ÉNONCÉ: Reproduisez intégralement le texte ci-dessous sur l'accès à l'information financière, sans en modifier un mot.

+++ EXTRAIT DU DOCUMENT +++

Proclamation du droit d'accès à l'information financière
A titre indicatif, d'après les résultats de l'Indice du Budget ouvert (OBI) 2010, une conclusion semblait avertissant, selon laquelle les Marocains n'ont pas suffisamment accès aux informations financières. Autrement dit, les autorités budgétaires fournissent une information minimale à ses citoyens avec un score de 28%. Sur les 94 pays qui ont été classés en 2010, le Maroc occupe la 69e place. Par comparaison à l'année 2008, le Maroc a perdu 10 places. La performance du Maroc par rapport à plusieurs pays arabes reste encore faible. Et pour preuve, la Jordanie a enregistré un score de 50%, l'Egypte de 48% et le Liban de 32%. Cette restriction dans l'accès à l'information n'exclut pas les représentants de la nation qui, au même titre du grand public, souffrent de cette asymétrie informationnelle imposée par le gouvernement à travers plusieurs manigances :
- ne pas fournir l'information souhaitée ;
- ne pas justifier le refus de fournir l'information ;
- ne pas respecter les délais légaux pour répondre ;
- ne pas divulguer l'information à cause de leur caractère confidentiel ou secret ;
- fournir des informations douteuses ;
- ne pas disposer d'un système d'information fluide et performant,
En réponse à cette revendication, le droit d'accès à l'information pourrait être proclamé dans la réforme constitutionnelle envisagée dans les termes suivants :

Proposition 6
Toute personne a droit à l'information.

+++ DONNÉES +++

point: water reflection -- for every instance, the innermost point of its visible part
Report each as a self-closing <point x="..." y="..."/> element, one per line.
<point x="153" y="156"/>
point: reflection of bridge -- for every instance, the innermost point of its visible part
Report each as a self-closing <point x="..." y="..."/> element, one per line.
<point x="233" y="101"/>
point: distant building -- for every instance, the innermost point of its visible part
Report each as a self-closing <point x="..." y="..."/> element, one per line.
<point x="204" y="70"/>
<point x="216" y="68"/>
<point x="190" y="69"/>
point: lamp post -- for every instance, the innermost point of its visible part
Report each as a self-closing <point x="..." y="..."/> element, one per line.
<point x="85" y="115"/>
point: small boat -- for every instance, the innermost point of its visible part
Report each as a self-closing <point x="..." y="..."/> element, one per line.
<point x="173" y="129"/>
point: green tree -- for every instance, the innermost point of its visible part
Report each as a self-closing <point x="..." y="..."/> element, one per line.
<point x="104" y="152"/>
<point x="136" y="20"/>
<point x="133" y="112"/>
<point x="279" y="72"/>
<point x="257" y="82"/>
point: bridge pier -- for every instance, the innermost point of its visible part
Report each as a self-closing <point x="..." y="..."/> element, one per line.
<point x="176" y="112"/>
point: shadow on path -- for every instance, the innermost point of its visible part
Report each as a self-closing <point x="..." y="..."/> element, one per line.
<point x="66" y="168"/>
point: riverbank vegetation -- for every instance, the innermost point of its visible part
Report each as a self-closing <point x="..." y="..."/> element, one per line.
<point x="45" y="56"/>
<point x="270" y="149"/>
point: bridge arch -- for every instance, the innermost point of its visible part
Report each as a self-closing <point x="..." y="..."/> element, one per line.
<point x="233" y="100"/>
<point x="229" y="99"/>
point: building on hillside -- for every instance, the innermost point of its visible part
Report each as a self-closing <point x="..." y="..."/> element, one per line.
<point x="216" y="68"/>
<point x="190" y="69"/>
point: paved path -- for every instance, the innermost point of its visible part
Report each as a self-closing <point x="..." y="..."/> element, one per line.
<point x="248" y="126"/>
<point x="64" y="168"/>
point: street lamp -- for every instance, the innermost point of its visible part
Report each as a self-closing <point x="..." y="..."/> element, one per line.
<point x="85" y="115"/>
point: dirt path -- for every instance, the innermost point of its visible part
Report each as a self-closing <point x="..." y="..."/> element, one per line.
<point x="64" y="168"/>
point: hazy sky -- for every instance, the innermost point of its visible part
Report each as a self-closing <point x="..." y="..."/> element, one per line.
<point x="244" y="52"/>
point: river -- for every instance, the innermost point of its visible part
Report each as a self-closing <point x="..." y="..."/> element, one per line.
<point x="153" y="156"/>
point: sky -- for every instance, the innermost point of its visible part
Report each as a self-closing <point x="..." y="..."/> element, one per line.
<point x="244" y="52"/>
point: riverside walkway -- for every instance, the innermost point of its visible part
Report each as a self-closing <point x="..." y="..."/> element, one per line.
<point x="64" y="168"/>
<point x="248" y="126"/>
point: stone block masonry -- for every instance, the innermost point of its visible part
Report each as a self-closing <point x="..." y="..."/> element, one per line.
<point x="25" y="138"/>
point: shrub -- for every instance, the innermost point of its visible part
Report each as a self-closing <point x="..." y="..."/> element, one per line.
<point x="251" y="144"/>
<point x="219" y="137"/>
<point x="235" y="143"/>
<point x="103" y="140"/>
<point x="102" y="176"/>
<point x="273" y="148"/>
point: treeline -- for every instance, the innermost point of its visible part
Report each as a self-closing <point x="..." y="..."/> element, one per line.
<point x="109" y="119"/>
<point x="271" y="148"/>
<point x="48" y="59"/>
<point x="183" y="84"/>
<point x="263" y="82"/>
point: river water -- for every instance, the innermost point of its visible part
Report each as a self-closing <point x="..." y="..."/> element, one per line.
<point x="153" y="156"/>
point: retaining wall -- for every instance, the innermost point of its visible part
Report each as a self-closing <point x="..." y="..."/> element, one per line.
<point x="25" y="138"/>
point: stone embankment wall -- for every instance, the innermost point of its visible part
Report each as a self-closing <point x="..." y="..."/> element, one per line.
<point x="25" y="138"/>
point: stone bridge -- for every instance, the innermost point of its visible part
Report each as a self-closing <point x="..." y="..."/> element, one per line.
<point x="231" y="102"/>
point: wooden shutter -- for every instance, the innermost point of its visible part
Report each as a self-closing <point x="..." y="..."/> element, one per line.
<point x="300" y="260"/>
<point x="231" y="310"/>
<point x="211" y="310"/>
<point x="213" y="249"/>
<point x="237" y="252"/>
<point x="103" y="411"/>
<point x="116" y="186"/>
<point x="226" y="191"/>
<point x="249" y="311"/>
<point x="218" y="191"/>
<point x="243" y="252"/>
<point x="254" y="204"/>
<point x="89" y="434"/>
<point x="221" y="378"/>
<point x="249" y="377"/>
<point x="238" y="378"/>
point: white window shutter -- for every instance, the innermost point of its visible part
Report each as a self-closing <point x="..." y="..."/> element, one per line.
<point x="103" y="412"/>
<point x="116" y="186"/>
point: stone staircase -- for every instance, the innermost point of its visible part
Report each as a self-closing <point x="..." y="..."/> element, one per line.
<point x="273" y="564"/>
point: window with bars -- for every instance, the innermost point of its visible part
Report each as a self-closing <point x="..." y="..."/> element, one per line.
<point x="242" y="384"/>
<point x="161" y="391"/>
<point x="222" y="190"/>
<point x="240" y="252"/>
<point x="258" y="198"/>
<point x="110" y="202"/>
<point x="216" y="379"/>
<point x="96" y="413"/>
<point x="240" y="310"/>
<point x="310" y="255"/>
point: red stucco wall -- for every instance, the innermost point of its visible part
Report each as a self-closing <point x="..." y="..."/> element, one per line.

+++

RÉSULTAT:
Proclamation du droit d'accès à l'information financière
A titre indicatif, d'après les résultats de l'Indice du Budget ouvert (OBI) 2010, une conclusion semblait avertissant, selon laquelle les Marocains n'ont pas suffisamment accès aux informations financières. Autrement dit, les autorités budgétaires fournissent une information minimale à ses citoyens avec un score de 28%. Sur les 94 pays qui ont été classés en 2010, le Maroc occupe la 69e place. Par comparaison à l'année 2008, le Maroc a perdu 10 places. La performance du Maroc par rapport à plusieurs pays arabes reste encore faible. Et pour preuve, la Jordanie a enregistré un score de 50%, l'Egypte de 48% et le Liban de 32%. Cette restriction dans l'accès à l'information n'exclut pas les représentants de la nation qui, au même titre du grand public, souffrent de cette asymétrie informationnelle imposée par le gouvernement à travers plusieurs manigances :
- ne pas fournir l'information souhaitée ;
- ne pas justifier le refus de fournir l'information ;
- ne pas respecter les délais légaux pour répondre ;
- ne pas divulguer l'information à cause de leur caractère confidentiel ou secret ;
- fournir des informations douteuses ;
- ne pas disposer d'un système d'information fluide et performant,
En réponse à cette revendication, le droit d'accès à l'information pourrait être proclamé dans la réforme constitutionnelle envisagée dans les termes suivants :

Proposition 6
Toute personne a droit à l'information.